_What to produce_: In the book reviews below, what share of the population does the first reviewer say the characters end up agreeing to force sterilize?

* BEGIN Text to read *

I liked this book, as I have the others in the Robert Langdon series, up until the point Brown goes full leftist and embraces random forced sterilization as a means of population control. I've endured his previous leftist positions because they've always had some balance by one of the characters. Not so here - by the end, everyone is fully on board the "we're all going to die from overpopulation, so let's force sterilize 1/3 the population" train. Not only is it kooky leftism, it totally destroys the end of the book. What kind of climax is it when our hero arrives too late to stop the one thing he's been working towards the entire novel, only to further find that everyone apparently agrees this was much ado about nothing, as if had they only listened more to the bad-guy "madman", they would have seen his point and probably just joined him in his plot.
This is what happens when you let your liberal ideology get in the way of a good story, and it's a complete let down to the reader.
Style is one thing, but the tricks overpowered the storyline. I certainly enjoyed the tour over one of the most beautiful cities in the world but the overly twisted plot irritated me.
Paul Mitchell performed flawlessly.
I loved the overall story! I understand that people find it unbelievable that a protagonist or anyone would go through all these lengths to justify a means... But Dan Brown portrayed it masterfully! Just like the symbols and art work in Professor Langdon's world, not every thing is as it may seem or portray!
Had really high hopes for this. Listened to it on a family road trip. We took turns groaning at how campy this was on all fronts. The story alludes to the fact that Dan Brown is running out of money. If free, still a rip-off. Not worth the storage space on your phone. Have a great day.

* END Text to read *
* BEGIN Records *

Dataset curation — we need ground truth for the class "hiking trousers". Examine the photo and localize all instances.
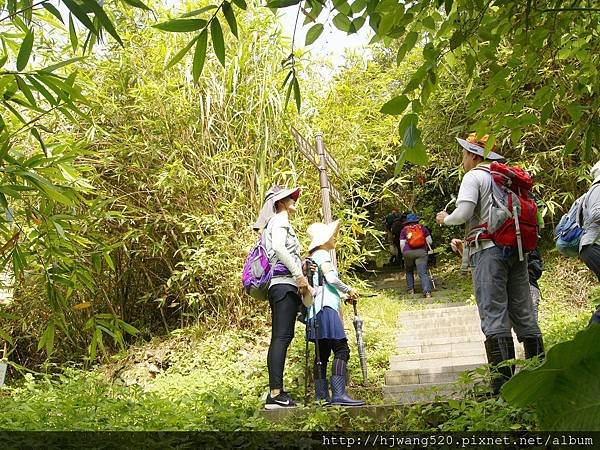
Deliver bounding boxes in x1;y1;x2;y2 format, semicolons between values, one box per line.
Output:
579;244;600;324
267;284;301;389
402;249;432;294
579;244;600;281
471;246;542;342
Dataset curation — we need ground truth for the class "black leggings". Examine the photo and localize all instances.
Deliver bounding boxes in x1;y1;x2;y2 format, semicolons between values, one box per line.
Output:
315;339;350;379
267;284;301;389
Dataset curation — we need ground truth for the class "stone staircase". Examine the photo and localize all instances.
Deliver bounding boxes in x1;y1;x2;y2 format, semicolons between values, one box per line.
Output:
383;292;522;404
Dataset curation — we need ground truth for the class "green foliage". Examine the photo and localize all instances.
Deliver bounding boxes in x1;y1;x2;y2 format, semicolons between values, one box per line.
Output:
502;325;600;431
258;0;600;167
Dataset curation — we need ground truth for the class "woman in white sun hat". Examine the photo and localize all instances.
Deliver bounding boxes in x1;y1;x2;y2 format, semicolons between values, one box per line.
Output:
307;220;365;406
254;185;308;409
579;161;600;324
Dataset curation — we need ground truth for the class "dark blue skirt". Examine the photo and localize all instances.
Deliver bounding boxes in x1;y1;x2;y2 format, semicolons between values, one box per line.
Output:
308;306;346;342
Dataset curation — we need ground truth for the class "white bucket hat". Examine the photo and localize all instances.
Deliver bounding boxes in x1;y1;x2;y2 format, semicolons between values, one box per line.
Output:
252;184;300;230
456;133;504;162
306;220;340;252
590;161;600;183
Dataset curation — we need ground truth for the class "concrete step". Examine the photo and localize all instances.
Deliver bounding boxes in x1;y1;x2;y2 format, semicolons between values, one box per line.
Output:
390;355;487;370
260;399;403;423
396;323;483;338
385;364;482;386
383;383;457;394
396;331;485;353
383;389;460;405
398;312;481;329
390;348;485;362
396;341;485;360
400;304;477;320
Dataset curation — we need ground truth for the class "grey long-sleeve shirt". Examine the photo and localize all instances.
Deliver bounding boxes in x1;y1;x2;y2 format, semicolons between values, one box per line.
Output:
579;183;600;251
265;211;302;286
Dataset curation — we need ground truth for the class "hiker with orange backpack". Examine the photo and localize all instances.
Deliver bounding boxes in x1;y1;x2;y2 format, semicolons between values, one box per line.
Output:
400;213;433;298
436;133;544;394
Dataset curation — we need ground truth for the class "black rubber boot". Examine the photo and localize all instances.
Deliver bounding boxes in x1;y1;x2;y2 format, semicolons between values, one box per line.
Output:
331;375;365;406
315;378;331;403
523;336;544;359
485;336;515;395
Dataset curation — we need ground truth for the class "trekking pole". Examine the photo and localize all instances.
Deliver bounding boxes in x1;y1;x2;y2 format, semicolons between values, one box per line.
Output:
427;242;437;290
444;194;456;212
304;308;310;406
306;260;323;402
312;302;327;400
304;260;313;406
352;300;367;386
513;203;525;261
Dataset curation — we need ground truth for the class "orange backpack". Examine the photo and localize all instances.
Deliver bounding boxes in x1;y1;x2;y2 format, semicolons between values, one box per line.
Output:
406;223;426;249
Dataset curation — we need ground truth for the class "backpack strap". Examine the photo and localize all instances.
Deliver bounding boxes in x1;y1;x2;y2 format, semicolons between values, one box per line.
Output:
575;181;600;228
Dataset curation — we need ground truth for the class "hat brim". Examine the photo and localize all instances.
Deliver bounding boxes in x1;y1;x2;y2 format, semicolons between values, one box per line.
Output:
456;138;505;161
273;188;300;202
308;219;340;252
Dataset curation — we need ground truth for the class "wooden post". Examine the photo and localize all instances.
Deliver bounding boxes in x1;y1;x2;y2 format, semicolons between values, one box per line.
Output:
315;131;337;268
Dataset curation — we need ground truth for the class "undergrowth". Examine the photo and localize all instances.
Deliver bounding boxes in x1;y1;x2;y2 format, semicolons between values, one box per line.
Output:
0;251;598;431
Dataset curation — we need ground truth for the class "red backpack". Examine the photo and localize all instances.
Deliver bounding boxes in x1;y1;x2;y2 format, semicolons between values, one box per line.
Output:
467;162;538;261
406;223;426;249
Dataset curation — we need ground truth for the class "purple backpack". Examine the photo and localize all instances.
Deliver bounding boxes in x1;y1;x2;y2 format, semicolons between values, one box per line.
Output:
242;236;290;300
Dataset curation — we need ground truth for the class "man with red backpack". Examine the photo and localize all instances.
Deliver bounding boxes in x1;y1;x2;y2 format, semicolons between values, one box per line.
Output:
436;133;544;394
400;213;433;298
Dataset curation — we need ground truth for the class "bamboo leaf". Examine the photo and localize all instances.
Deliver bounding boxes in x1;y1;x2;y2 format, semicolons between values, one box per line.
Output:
181;5;217;17
380;95;410;116
15;75;37;106
69;13;79;52
396;31;419;64
42;2;65;24
62;0;98;34
83;0;123;47
17;30;33;72
210;17;225;67
192;30;208;83
284;74;296;108
267;0;301;8
222;2;238;38
165;35;200;70
123;0;152;11
333;13;352;33
292;77;301;112
304;23;324;45
152;19;208;33
39;56;86;73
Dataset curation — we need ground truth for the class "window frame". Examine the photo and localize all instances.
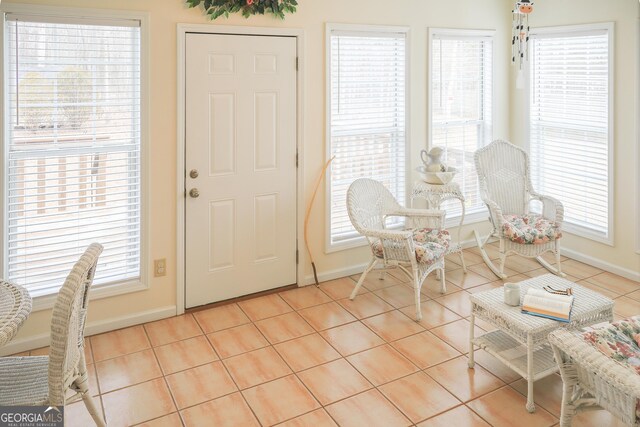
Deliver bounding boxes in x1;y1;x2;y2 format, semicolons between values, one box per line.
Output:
425;27;497;228
523;22;615;246
325;23;412;253
0;4;150;312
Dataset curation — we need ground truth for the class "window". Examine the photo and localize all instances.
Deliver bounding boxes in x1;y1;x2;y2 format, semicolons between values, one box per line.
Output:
327;26;408;250
529;24;613;242
3;13;142;296
429;29;493;218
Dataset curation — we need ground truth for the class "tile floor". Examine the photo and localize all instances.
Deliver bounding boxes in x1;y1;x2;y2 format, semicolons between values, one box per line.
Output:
18;249;640;427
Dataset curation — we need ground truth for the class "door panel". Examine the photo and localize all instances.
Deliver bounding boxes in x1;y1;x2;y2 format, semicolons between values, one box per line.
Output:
185;34;297;308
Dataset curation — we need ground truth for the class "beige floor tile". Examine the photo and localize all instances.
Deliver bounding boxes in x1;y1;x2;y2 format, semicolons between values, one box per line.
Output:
380;372;460;423
392;332;461;370
144;314;202;347
362;310;424;342
280;285;331;310
136;412;182;427
587;272;640;294
613;297;640;317
102;378;176;427
431;319;482;353
511;374;562;418
351;270;407;291
338;292;397;319
400;300;461;329
418;406;490;427
193;303;250;334
473;349;522;384
91;326;151;362
154;336;218;375
274;334;340;372
469;263;518;281
64;397;104;427
420;273;462;298
562;259;603;279
95;349;162;393
278;409;338;427
242;375;320;426
224;347;291;390
576;279;620;299
425;357;505;402
347;344;418;386
625;291;640;301
325;389;411;427
181;393;260;427
298;359;372;405
255;312;315;344
374;285;429;308
456;250;484;267
207;323;269;359
298;302;356;331
166;361;238;409
571;409;627;427
496;255;544;273
238;294;292;322
320;277;360;300
468;387;558;427
320;322;384;356
445;267;495;289
435;291;471;317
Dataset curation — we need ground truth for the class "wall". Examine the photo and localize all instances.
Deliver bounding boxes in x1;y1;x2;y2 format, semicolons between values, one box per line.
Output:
510;0;640;280
3;0;511;352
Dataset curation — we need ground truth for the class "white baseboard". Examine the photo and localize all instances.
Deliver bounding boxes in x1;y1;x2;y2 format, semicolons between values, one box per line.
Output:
0;305;176;356
561;248;640;282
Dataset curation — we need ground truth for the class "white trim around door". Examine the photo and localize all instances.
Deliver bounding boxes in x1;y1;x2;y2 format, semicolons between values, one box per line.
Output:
176;24;306;315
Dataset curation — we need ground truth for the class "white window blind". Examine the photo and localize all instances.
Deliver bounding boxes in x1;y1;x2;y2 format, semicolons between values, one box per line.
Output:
529;29;611;238
429;30;493;218
328;30;407;247
4;14;141;296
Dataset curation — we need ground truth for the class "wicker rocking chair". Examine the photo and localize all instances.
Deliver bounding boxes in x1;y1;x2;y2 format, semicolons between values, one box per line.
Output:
0;243;106;426
347;178;450;321
474;140;565;279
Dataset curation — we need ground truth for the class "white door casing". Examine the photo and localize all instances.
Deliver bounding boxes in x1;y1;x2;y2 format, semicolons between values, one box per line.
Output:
185;33;297;308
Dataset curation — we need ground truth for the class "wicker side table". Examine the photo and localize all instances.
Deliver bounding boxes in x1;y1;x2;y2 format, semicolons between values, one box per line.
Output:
411;181;467;273
469;274;613;412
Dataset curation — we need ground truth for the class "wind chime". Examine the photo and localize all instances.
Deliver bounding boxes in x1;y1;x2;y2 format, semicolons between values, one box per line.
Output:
511;0;533;88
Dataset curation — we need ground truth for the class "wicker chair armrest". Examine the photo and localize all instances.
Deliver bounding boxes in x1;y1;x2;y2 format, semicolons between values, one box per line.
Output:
387;208;445;229
549;329;640;399
482;197;506;230
531;193;564;225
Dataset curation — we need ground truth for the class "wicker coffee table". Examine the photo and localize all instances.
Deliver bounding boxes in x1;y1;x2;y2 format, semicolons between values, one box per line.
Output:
469;274;613;412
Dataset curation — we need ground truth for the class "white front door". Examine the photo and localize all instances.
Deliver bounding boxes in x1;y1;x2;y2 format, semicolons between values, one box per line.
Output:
185;33;297;308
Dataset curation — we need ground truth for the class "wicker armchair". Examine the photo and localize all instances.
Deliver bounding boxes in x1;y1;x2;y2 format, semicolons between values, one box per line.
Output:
347;178;450;321
549;325;640;427
474;140;564;279
0;243;106;426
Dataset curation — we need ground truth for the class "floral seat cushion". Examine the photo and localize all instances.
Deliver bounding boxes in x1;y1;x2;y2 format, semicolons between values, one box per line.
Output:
371;228;451;265
502;214;562;245
582;316;640;420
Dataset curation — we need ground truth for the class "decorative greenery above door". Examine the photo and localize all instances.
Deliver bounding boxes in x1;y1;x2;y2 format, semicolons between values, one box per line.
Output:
186;0;298;19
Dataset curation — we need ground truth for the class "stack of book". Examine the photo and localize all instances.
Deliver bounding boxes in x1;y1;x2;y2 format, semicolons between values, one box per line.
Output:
522;289;573;323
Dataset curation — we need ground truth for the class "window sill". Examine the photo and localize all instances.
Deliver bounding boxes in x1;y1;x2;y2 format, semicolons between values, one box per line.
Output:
32;280;149;312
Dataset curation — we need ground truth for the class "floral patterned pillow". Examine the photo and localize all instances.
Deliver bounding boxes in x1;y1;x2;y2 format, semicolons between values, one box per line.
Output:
582;316;640;374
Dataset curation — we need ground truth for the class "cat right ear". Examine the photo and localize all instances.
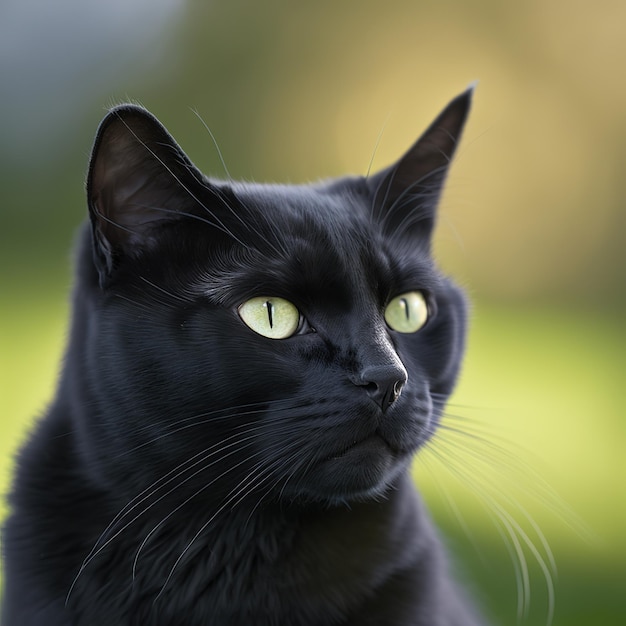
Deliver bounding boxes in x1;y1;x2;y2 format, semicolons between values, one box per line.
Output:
87;104;206;284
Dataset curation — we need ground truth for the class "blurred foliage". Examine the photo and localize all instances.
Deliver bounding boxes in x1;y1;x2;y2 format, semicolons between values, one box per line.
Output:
0;0;626;626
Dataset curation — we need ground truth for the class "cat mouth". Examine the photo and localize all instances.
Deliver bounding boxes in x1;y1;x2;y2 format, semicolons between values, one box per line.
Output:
327;433;395;460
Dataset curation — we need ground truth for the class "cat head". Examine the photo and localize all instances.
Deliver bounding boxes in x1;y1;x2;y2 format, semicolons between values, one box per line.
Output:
75;90;471;502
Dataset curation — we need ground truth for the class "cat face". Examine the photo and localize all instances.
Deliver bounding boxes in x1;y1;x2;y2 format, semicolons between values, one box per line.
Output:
78;92;470;506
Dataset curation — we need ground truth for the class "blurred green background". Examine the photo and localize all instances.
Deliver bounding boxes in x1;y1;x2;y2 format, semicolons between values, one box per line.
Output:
0;0;626;626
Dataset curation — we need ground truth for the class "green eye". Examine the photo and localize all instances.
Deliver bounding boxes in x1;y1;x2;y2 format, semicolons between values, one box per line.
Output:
385;291;428;333
238;297;300;339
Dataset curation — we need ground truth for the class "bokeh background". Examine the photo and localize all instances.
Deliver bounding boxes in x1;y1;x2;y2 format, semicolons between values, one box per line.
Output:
0;0;626;626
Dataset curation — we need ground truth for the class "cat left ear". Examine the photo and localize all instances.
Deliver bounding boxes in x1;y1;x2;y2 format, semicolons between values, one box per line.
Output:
87;104;205;284
367;86;474;242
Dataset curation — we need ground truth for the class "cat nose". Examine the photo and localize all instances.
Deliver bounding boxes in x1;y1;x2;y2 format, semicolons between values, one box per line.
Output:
357;365;407;411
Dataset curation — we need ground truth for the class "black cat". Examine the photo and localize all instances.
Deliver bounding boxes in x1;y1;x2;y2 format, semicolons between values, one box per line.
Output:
3;90;484;626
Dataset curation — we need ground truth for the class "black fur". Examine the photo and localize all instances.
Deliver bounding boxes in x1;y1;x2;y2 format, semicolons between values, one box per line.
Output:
3;91;484;626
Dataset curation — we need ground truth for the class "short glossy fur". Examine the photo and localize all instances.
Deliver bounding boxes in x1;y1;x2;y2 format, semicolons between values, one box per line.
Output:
3;91;484;626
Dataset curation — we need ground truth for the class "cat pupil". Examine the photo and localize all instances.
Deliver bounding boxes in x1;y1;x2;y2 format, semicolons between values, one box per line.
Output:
400;298;410;321
265;300;274;328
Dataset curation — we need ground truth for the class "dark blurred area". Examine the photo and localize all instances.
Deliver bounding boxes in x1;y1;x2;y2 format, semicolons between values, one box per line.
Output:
0;0;626;626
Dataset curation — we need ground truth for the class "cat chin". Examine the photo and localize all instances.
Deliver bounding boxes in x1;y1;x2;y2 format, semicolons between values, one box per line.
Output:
285;437;411;506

* END Records *

_Result below_: One third (1/3) of the population.